◆ **Exercise data**
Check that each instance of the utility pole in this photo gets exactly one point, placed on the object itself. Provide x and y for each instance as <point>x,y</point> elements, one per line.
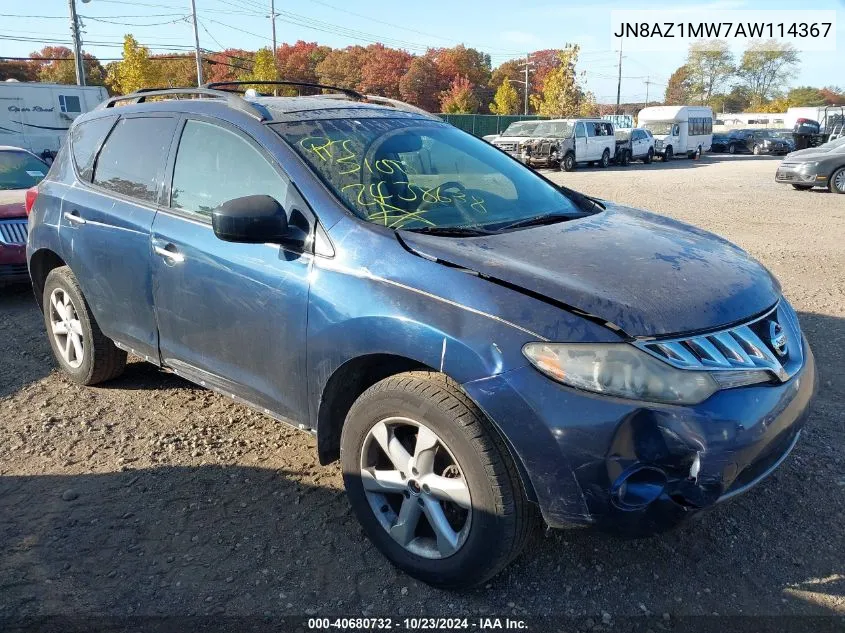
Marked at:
<point>648,82</point>
<point>619,81</point>
<point>525,83</point>
<point>196,42</point>
<point>273,24</point>
<point>77,44</point>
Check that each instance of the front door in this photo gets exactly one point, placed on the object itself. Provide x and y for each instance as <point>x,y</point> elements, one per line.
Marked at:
<point>232,316</point>
<point>105,227</point>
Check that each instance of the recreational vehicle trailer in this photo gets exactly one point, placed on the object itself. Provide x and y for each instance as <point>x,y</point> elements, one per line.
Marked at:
<point>36,116</point>
<point>678,129</point>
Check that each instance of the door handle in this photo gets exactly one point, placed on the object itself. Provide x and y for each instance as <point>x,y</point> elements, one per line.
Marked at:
<point>173,256</point>
<point>74,217</point>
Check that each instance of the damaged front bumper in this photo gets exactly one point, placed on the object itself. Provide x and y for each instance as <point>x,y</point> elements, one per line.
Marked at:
<point>639,468</point>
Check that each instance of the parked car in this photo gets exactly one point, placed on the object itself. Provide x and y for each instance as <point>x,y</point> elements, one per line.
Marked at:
<point>516,133</point>
<point>633,144</point>
<point>678,130</point>
<point>19,171</point>
<point>816,167</point>
<point>563,143</point>
<point>474,343</point>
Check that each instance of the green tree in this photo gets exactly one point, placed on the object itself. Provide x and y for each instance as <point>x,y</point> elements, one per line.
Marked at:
<point>506,100</point>
<point>134,71</point>
<point>805,96</point>
<point>561,95</point>
<point>679,88</point>
<point>765,66</point>
<point>709,65</point>
<point>459,98</point>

◆ **Prompt**
Every line of the material above must be written out exactly, with no pictures.

◆ **Task output**
Check that each instance of the utility pole in this photo gets exactly one point, placed on the object itself. Provide x and y for each instance as <point>x,y</point> elements, one per line.
Marked at:
<point>648,82</point>
<point>619,81</point>
<point>525,83</point>
<point>196,42</point>
<point>273,24</point>
<point>77,44</point>
Check that each instance of the front door in this photo gets exactly one point, placed on the object itself. Provide x and y for each instance as <point>x,y</point> elements, one per line.
Marked at:
<point>232,316</point>
<point>105,227</point>
Check that each instance of the recreational vehicle trailer in this photo gets exactly one point, placed on the object itself. Provide x and y for each instance as <point>x,y</point> elements, one per line.
Marked at:
<point>36,116</point>
<point>678,129</point>
Check that each instance of the door handle in this photo gets exactly one point, placed on the object itself. Provide x and y for each instance as <point>x,y</point> elements, one per line.
Marked at:
<point>173,256</point>
<point>74,217</point>
Check that each instance of the damaged front bumper in this photo gets exactly one point, placed on the object itself. Provide x and y for each instance as <point>x,y</point> elements, one per line.
Marked at:
<point>639,468</point>
Check that each instance of the parked car in this photo gets exactly one point, placed on the object itself. Provide x and y for each instance as <point>x,y</point> elements, one per line.
Marked at:
<point>516,133</point>
<point>633,144</point>
<point>678,130</point>
<point>19,171</point>
<point>816,167</point>
<point>563,143</point>
<point>474,343</point>
Check that each instance of the green tree in this photo gets exactly one point, placed on the object itself. Provide x and y for each instance as <point>x,y</point> elements, one per line.
Marked at:
<point>506,100</point>
<point>134,71</point>
<point>805,96</point>
<point>561,95</point>
<point>679,88</point>
<point>765,66</point>
<point>709,65</point>
<point>459,98</point>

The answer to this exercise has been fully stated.